### DESCRIPTION OF THE TASK:
Every line of the material below should be copied exactly.

### SUPPLIED DATA:
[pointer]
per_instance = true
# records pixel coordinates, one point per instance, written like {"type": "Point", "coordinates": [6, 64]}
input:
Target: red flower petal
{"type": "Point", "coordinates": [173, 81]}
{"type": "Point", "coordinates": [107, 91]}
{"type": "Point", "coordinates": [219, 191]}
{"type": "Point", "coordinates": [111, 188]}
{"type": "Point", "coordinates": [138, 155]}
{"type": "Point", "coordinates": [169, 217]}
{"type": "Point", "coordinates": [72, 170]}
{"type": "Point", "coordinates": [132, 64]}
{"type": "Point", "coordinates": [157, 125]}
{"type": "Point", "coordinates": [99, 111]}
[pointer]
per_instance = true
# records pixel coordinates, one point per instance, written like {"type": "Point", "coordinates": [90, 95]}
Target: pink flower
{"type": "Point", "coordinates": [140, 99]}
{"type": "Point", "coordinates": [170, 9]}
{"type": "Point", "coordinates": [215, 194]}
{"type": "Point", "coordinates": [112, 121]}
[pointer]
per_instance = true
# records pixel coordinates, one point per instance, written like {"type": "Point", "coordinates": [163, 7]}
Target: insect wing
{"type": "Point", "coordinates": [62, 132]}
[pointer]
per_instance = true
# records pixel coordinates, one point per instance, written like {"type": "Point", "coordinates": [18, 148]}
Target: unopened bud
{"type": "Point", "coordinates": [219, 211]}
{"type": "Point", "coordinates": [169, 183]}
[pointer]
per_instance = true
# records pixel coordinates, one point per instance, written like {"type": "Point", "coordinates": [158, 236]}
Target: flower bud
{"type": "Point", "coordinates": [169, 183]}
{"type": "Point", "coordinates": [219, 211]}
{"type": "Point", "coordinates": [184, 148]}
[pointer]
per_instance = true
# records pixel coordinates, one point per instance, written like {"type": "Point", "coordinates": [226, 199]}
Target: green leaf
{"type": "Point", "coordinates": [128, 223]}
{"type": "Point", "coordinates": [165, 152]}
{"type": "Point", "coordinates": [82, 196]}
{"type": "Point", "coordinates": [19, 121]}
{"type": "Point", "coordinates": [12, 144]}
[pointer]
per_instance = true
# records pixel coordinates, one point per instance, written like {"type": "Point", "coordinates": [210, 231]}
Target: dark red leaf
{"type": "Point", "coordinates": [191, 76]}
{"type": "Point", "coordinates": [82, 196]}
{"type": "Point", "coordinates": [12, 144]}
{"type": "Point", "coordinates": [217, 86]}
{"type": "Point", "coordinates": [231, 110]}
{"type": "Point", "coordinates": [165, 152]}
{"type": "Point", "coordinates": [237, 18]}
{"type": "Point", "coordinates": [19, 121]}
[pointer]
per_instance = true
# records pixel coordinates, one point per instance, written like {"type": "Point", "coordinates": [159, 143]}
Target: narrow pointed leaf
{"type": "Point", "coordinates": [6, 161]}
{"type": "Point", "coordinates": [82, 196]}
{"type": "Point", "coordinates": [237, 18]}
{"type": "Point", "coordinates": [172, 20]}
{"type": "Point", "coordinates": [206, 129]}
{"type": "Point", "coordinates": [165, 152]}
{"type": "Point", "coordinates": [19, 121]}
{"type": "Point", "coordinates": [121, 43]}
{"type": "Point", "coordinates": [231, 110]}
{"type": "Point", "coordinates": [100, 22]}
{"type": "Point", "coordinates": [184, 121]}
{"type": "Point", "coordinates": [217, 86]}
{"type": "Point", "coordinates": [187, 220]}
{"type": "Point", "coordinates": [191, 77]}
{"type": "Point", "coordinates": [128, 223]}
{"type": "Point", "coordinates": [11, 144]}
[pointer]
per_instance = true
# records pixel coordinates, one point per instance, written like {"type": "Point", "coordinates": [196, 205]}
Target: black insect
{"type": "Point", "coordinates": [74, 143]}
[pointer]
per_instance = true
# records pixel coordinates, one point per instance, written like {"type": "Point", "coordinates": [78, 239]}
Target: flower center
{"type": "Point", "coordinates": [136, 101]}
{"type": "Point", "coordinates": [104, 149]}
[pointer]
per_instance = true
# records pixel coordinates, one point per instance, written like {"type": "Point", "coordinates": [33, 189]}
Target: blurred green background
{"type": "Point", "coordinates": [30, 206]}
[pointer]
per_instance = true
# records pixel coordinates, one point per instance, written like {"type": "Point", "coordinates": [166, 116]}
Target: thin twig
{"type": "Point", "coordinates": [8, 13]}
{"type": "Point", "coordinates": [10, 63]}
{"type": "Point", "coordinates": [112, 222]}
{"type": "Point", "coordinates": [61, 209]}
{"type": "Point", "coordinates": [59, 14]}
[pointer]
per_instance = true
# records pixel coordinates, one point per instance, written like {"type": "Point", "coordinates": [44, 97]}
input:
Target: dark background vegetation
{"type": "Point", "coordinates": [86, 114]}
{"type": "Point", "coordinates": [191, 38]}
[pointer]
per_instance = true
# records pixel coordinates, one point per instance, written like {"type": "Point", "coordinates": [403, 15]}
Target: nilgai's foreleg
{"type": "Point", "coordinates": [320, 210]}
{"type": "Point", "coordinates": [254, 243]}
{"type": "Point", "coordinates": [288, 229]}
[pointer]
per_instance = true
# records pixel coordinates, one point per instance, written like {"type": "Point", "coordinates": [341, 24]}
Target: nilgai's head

### SOLVED EXERCISE:
[pointer]
per_instance = true
# records pixel coordinates, one point per instance, written like {"type": "Point", "coordinates": [6, 64]}
input:
Target: red flower petal
{"type": "Point", "coordinates": [173, 81]}
{"type": "Point", "coordinates": [107, 91]}
{"type": "Point", "coordinates": [219, 191]}
{"type": "Point", "coordinates": [111, 188]}
{"type": "Point", "coordinates": [138, 155]}
{"type": "Point", "coordinates": [169, 217]}
{"type": "Point", "coordinates": [72, 170]}
{"type": "Point", "coordinates": [132, 64]}
{"type": "Point", "coordinates": [157, 125]}
{"type": "Point", "coordinates": [99, 111]}
[pointer]
per_instance = true
# records pixel coordinates, one point per instance, written like {"type": "Point", "coordinates": [90, 95]}
Target: pink flower
{"type": "Point", "coordinates": [140, 99]}
{"type": "Point", "coordinates": [170, 9]}
{"type": "Point", "coordinates": [215, 194]}
{"type": "Point", "coordinates": [112, 121]}
[pointer]
per_instance = true
# records pixel coordinates, one point per instance, written like {"type": "Point", "coordinates": [163, 7]}
Target: insect wing
{"type": "Point", "coordinates": [62, 132]}
[pointer]
per_instance = true
# records pixel coordinates, one point per instance, written like {"type": "Point", "coordinates": [18, 148]}
Target: unopened bud
{"type": "Point", "coordinates": [219, 211]}
{"type": "Point", "coordinates": [169, 183]}
[pointer]
per_instance = true
# records pixel coordinates, one point per instance, written like {"type": "Point", "coordinates": [158, 236]}
Target: flower bud
{"type": "Point", "coordinates": [169, 183]}
{"type": "Point", "coordinates": [219, 211]}
{"type": "Point", "coordinates": [184, 148]}
[pointer]
per_instance = true
# records pixel coordinates, one point per instance, written like {"type": "Point", "coordinates": [226, 199]}
Target: green leaf
{"type": "Point", "coordinates": [128, 223]}
{"type": "Point", "coordinates": [165, 152]}
{"type": "Point", "coordinates": [82, 196]}
{"type": "Point", "coordinates": [19, 121]}
{"type": "Point", "coordinates": [12, 144]}
[pointer]
per_instance = true
# records pixel coordinates, one point per instance, written like {"type": "Point", "coordinates": [210, 231]}
Target: dark red leaf
{"type": "Point", "coordinates": [191, 76]}
{"type": "Point", "coordinates": [82, 196]}
{"type": "Point", "coordinates": [12, 144]}
{"type": "Point", "coordinates": [217, 86]}
{"type": "Point", "coordinates": [231, 110]}
{"type": "Point", "coordinates": [165, 152]}
{"type": "Point", "coordinates": [237, 18]}
{"type": "Point", "coordinates": [19, 121]}
[pointer]
per_instance = true
# records pixel coordinates, one point per instance, written like {"type": "Point", "coordinates": [159, 143]}
Target: narrow pointed leaf
{"type": "Point", "coordinates": [6, 161]}
{"type": "Point", "coordinates": [82, 196]}
{"type": "Point", "coordinates": [237, 18]}
{"type": "Point", "coordinates": [172, 20]}
{"type": "Point", "coordinates": [206, 129]}
{"type": "Point", "coordinates": [165, 152]}
{"type": "Point", "coordinates": [19, 121]}
{"type": "Point", "coordinates": [121, 43]}
{"type": "Point", "coordinates": [231, 110]}
{"type": "Point", "coordinates": [100, 22]}
{"type": "Point", "coordinates": [184, 121]}
{"type": "Point", "coordinates": [217, 86]}
{"type": "Point", "coordinates": [187, 220]}
{"type": "Point", "coordinates": [191, 77]}
{"type": "Point", "coordinates": [128, 223]}
{"type": "Point", "coordinates": [11, 144]}
[pointer]
per_instance = true
# records pixel coordinates, one point per instance, written like {"type": "Point", "coordinates": [196, 205]}
Target: black insect
{"type": "Point", "coordinates": [74, 143]}
[pointer]
per_instance = true
# records pixel coordinates, one point per instance, written like {"type": "Point", "coordinates": [78, 239]}
Target: flower center
{"type": "Point", "coordinates": [136, 101]}
{"type": "Point", "coordinates": [104, 149]}
[pointer]
per_instance = true
# records pixel coordinates, one point per instance, written like {"type": "Point", "coordinates": [33, 189]}
Target: blurred green background
{"type": "Point", "coordinates": [30, 206]}
[pointer]
per_instance = true
# records pixel coordinates, one point per instance, written like {"type": "Point", "coordinates": [166, 116]}
Target: thin twig
{"type": "Point", "coordinates": [8, 13]}
{"type": "Point", "coordinates": [10, 63]}
{"type": "Point", "coordinates": [112, 222]}
{"type": "Point", "coordinates": [61, 209]}
{"type": "Point", "coordinates": [59, 14]}
[pointer]
per_instance = true
# records pixel coordinates, one point per instance, written like {"type": "Point", "coordinates": [44, 97]}
input:
Target: dark background vegetation
{"type": "Point", "coordinates": [86, 114]}
{"type": "Point", "coordinates": [191, 38]}
[pointer]
per_instance = true
# records pixel coordinates, one point per instance, written like {"type": "Point", "coordinates": [403, 15]}
Target: nilgai's foreleg
{"type": "Point", "coordinates": [320, 210]}
{"type": "Point", "coordinates": [254, 243]}
{"type": "Point", "coordinates": [288, 229]}
[pointer]
per_instance = true
# records pixel coordinates, one point per instance, written like {"type": "Point", "coordinates": [341, 24]}
Target: nilgai's head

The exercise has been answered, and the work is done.